» **GIVEN PROBLEM 1**
In the blog post, who gave the author the Very Inspiring Blogger Award?

» **ARTICLE**
>> Begin
Would You Read It Wednesday #75 – Just Call Me The Kid (PB) AND Straight From The Editor

So, I was reading an article on MSN the other day that said (and I am seriously not making this up!) that it was good to have dessert for breakfast.

They announced this like it was an important new breakthrough, but I ask you – haven’t I been saying this for years? in my own chocolate-loving way? 🙂

I believe I am smarter than the average bear 🙂  Have Something Chocolate, won’t you?  It’s for your health 🙂

And you are going to need your energy today because we have an action-packed Wednesday!

First, I am honored to say that I have received the Very Inspiring Blogger Award from the lovely and talented Tina DC Hayes!

I am so delighted to think anyone finds my blog inspiring!  Really!  It totally makes my day 🙂

Aside from displaying the award and mentioning and linking back to the blogger who gave it to me, I’m supposed to tell 7 things about myself.  You guys all know me pretty well, though, and I don’t want to bore you, so we’ll just skip that bit for now.  Then we get to the bit where I’m supposed to pass the award on to blogs I find inspiring, and for once that’s easy because it’s ALL OF YOU!  So help yourselves – you deserve it! 🙂

Now then.  Onward!

Next on our action-packed schedule, we have Straight From The Editor for the December Pitch Pick.

You will recall Kim’s pitch:

Oyster And Pearl (PB) ages 4-8

Pearl is a tiny grain of sand that lives in the bottom of the ocean. She feels insignificant in her world and both envious AND enamored of the star that she can see far above her. As she sets her sights on joining the star, she encounters many challenges... until finally, one night, she meets Oyster, who helps her become a star of her own.
>> End
» **GIVEN PROBLEM 2**
Put the lines of the records into a numbered list, from the line containing "like [[262, 147]]." through the end of the records, with blank lines omitted.

» **INFORMATION SUPPLIED**
>> Begin
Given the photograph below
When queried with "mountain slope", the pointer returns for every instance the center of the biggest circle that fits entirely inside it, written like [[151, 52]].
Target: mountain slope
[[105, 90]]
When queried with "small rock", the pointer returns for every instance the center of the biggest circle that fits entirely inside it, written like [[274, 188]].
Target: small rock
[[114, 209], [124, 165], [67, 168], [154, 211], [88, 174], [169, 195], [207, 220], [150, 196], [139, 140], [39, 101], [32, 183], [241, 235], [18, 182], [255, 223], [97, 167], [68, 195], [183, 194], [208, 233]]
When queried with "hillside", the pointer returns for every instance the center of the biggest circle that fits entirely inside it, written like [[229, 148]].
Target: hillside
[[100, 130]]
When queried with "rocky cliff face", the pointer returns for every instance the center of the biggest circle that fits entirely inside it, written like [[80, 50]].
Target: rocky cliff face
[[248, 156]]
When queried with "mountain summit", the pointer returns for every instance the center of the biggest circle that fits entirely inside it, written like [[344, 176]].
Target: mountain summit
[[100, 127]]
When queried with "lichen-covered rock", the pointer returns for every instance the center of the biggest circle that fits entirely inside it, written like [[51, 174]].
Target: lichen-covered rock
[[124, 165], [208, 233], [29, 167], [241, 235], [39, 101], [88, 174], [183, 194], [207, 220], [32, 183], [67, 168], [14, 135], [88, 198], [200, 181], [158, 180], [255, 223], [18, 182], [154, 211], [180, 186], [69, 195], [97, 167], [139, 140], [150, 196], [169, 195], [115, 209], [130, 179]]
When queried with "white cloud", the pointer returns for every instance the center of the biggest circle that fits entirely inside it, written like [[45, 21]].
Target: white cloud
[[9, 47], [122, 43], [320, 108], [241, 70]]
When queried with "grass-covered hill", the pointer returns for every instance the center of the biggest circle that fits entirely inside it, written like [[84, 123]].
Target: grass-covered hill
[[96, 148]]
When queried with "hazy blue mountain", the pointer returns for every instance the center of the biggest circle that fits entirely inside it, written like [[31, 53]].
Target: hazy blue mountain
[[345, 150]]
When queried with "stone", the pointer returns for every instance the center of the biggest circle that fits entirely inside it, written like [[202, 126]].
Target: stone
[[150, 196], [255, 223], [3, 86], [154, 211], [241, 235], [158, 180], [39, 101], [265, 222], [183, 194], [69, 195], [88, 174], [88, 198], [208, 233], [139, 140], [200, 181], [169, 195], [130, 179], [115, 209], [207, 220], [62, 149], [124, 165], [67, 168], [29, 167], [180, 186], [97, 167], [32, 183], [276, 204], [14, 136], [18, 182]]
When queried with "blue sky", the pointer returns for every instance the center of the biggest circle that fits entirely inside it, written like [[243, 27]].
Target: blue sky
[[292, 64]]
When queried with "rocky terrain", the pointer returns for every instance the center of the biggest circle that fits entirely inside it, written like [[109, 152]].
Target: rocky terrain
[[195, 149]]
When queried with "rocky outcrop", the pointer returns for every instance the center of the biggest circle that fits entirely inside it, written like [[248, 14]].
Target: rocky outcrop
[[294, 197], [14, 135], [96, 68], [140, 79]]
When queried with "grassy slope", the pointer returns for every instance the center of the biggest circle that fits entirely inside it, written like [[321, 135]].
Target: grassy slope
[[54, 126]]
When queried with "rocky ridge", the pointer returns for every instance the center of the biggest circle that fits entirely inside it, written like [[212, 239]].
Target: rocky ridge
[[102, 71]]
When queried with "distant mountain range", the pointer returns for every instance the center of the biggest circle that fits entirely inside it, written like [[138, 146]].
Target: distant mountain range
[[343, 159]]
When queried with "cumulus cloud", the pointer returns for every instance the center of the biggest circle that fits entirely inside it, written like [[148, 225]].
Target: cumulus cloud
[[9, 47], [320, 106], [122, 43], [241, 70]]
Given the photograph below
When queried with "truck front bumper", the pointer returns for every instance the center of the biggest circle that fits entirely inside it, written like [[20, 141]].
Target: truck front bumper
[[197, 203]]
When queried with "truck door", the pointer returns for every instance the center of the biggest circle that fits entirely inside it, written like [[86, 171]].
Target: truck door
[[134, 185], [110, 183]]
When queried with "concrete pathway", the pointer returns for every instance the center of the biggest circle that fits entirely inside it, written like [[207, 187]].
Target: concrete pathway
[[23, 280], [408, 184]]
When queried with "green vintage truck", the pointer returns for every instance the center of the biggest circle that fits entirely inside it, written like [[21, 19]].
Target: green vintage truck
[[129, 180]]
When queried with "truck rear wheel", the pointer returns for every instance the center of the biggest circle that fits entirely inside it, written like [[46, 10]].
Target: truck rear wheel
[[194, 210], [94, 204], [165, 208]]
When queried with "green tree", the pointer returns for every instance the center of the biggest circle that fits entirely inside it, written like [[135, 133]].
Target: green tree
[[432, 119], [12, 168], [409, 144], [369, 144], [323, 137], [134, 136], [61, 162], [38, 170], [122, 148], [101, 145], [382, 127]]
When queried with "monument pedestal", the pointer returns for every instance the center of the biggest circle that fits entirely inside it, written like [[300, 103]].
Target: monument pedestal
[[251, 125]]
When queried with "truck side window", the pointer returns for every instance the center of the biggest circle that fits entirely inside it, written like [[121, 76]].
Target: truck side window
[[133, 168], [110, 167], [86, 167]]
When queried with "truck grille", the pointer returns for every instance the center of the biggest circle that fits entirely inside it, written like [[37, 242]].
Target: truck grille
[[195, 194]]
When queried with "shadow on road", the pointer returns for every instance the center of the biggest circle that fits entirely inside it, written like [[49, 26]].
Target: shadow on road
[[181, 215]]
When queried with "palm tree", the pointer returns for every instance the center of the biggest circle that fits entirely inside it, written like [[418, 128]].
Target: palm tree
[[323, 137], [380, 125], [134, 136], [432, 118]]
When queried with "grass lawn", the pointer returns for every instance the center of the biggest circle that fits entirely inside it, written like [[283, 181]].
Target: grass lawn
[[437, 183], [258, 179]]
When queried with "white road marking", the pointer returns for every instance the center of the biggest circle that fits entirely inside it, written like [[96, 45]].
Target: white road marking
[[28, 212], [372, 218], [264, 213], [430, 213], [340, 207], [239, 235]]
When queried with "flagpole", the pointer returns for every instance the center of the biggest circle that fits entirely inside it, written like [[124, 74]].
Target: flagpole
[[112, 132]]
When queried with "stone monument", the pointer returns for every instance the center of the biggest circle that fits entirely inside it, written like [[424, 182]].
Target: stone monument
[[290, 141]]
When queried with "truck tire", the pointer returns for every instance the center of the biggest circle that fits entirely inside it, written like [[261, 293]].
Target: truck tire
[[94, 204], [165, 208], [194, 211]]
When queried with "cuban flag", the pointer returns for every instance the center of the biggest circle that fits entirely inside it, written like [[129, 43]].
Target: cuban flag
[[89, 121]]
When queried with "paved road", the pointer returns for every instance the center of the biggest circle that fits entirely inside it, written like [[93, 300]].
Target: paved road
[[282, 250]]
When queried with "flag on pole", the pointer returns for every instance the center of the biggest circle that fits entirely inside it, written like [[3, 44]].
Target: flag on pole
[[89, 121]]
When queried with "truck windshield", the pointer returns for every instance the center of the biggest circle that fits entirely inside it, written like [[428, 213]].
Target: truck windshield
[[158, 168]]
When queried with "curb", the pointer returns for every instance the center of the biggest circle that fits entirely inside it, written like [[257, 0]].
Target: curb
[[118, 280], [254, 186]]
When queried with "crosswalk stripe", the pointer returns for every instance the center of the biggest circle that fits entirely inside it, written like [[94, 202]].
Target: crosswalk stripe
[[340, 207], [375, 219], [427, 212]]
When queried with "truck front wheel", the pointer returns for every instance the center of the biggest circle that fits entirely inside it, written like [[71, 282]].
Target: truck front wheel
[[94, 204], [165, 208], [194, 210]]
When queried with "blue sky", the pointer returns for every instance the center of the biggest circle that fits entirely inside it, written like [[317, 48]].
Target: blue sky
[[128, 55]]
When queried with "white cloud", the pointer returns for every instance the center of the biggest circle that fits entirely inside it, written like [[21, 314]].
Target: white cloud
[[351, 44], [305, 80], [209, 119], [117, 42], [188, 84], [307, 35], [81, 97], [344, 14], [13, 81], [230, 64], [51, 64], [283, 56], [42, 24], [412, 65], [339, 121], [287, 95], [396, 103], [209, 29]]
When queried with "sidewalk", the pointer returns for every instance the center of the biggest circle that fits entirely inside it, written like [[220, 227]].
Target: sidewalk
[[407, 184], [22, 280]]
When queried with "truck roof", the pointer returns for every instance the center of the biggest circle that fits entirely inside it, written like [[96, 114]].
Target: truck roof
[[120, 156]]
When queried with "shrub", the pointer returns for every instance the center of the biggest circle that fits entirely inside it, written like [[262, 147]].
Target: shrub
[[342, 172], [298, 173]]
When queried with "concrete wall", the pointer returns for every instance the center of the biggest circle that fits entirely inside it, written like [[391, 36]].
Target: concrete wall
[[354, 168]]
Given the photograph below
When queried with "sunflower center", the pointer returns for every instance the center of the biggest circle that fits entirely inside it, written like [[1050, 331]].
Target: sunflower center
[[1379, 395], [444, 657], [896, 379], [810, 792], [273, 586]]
>> End
» **EXERCISE SOLUTION 1**
Tina DC Hayes

» **EXERCISE SOLUTION 2**
1. When queried with "shrub", the pointer returns for every instance the center of the biggest circle that fits entirely inside it, written like [[262, 147]].
2. Target: shrub
3. [[342, 172], [298, 173]]
4. When queried with "concrete wall", the pointer returns for every instance the center of the biggest circle that fits entirely inside it, written like [[391, 36]].
5. Target: concrete wall
6. [[354, 168]]
7. Given the photograph below
8. When queried with "sunflower center", the pointer returns for every instance the center of the biggest circle that fits entirely inside it, written like [[1050, 331]].
9. Target: sunflower center
10. [[1379, 395], [444, 657], [896, 379], [810, 792], [273, 586]]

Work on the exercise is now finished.